**Objective 1:**
Please write out the rows from the line with "Can you find the distant building?" through the end of the rows, without any changes.

We don’t have any middle management at sipgate. There is still a boss – bosses even, plural – and we look to them for strategy and long term planning, but they are not involved in day to day decisions. In our ~12 product teams no one is the boss of anyone else. This often prompts the question “So, how do you take decisions around here? Who decides things?”

That’s an excellent question that I had absolutely no answer for, the first time I got it. I had never thought about it, because decisions just … get taken. But how? And by whom?

Once I started thinking about it, I realized that the answer is not straightforward, because it’s always different groups of people that take any given decision. The guiding principle is:

We want decisions to be taken by the people who have the most information to make a good decision.
Sometimes that is a single person. More often it’s a pair or a team. Decisions that are more far-reaching but affect mostly one job role can be taken by this role’s community, e.g. all developers or all UX designers.

What happens when people can’t agree?

Our teams have many degrees of autonomy to take decisions about “their” product. Most decisions are taken together. When the team can’t agree the decision falls back onto the most appropriate role: The Product Owner has last say on product feature, time budget etc. Developers have last say on technical implementation etc.

A smart team and Product Owner take care not to force too many issues, because that always leads to trouble down the road. Resentful people are not doing their best work. Fortunately, we can usually agree at least on a general direction

What about company-wide decisions?

In most cases, the group that can take the best decision overlaps with the group of people that will be affected by the decision. The smaller the overlap, the more you need to consult with the people that will be affected.

A popular way to decide something with the input of many people is to discuss it in an Open Friday session. Let’s look at a decision from about 2 years ago:

At sipgate teams can go out on team events to foster team spirit. A typical team event is an activity (escape room, cooking class, minigolf, …) + restaurant + booze. Up to a certain amount, this is on the company’s dime.

Now, our colleagues in accounting had noticed a worrying trend and pitched the following session: “Last year, we’ve had 1 team building event in the whole year. Now it’s April and we’ve already received 5 team building events. We suspect some of these to be regular ol’ team events but we can’t and don’t want to decide which is which. We’d like to talk about how to handle this.

Wait a minute! “Team building event”? How is that different from a “team event”? Turns out, a team event is is your own private fun, whereas a team building event counts as company time, i.e. you can go home earlier if your team building day is longer than usual.

Anyway, at the time of the session, about 12 people from all over the company met and a short Q&A and some discussion we came up with a list of criteria so that every team can decide whether they are planning a team event or a team building event.

[A team building event is for teams that are in trouble. They typically last a day. You probably aren’t looking forward to them (see “team in trouble”). A team event is typically in the evening and you are happy to invest your own time because your team is awesome!]

Took less than 1 hour and those criteria still stand.

You made a money-related decision just like that?

Well, in this discussion a new colleague wanted to “delegate” the decision to a higher level: “Management has to decide that! That is not something that we can decide!”.

Not true. I could vividly imagine what would happen if we really bothered a higher level with that. The higher level would have been C-level, since there’s only 2 levels, C-level and everyone else. They would have looked at us like we’re crazy people and told us to decide for ourselves. They don’t want to think about minor operational stuff like that.

**Records provided:**
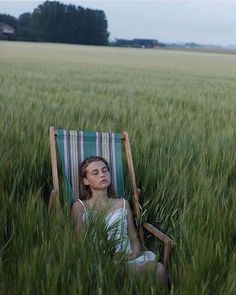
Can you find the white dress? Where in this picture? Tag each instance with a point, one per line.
(117, 229)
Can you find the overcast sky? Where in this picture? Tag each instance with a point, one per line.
(206, 22)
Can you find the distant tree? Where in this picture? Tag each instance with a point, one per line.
(24, 27)
(9, 20)
(48, 21)
(56, 22)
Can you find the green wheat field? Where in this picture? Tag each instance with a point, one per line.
(179, 109)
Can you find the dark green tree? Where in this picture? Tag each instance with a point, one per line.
(56, 22)
(24, 28)
(9, 20)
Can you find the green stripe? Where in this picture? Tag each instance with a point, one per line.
(60, 142)
(89, 144)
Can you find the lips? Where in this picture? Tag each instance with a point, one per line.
(103, 181)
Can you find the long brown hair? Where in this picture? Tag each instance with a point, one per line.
(84, 190)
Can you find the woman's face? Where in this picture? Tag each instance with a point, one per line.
(98, 177)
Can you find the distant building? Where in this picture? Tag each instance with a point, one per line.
(6, 31)
(141, 43)
(145, 43)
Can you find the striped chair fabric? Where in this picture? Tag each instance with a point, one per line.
(75, 146)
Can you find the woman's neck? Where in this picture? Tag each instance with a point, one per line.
(99, 199)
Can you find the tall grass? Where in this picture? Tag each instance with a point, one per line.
(180, 111)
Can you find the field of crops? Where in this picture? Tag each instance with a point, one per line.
(179, 109)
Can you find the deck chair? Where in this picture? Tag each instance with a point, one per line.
(73, 147)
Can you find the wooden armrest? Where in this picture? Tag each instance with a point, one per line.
(160, 235)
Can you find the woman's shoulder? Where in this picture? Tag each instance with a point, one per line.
(119, 203)
(78, 205)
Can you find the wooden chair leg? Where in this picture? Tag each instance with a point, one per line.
(54, 203)
(167, 249)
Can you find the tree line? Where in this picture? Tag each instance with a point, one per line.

**Objective 2:**
In the text about decision-making at sipgate, who has the last say on technical implementation when a team can't agree?

**Right answer 1:**
Can you find the distant building? Where in this picture? Tag each instance with a point, one per line.
(6, 31)
(141, 43)
(145, 43)
Can you find the striped chair fabric? Where in this picture? Tag each instance with a point, one per line.
(75, 146)
Can you find the woman's neck? Where in this picture? Tag each instance with a point, one per line.
(99, 199)
Can you find the tall grass? Where in this picture? Tag each instance with a point, one per line.
(180, 111)
Can you find the field of crops? Where in this picture? Tag each instance with a point, one per line.
(179, 109)
Can you find the deck chair? Where in this picture? Tag each instance with a point, one per line.
(73, 147)
Can you find the wooden armrest? Where in this picture? Tag each instance with a point, one per line.
(160, 235)
Can you find the woman's shoulder? Where in this picture? Tag each instance with a point, one per line.
(119, 203)
(78, 205)
Can you find the wooden chair leg? Where in this picture? Tag each instance with a point, one per line.
(54, 203)
(167, 249)
Can you find the tree line? Where in this picture? Tag each instance with a point, one per line.

**Right answer 2:**
Developers.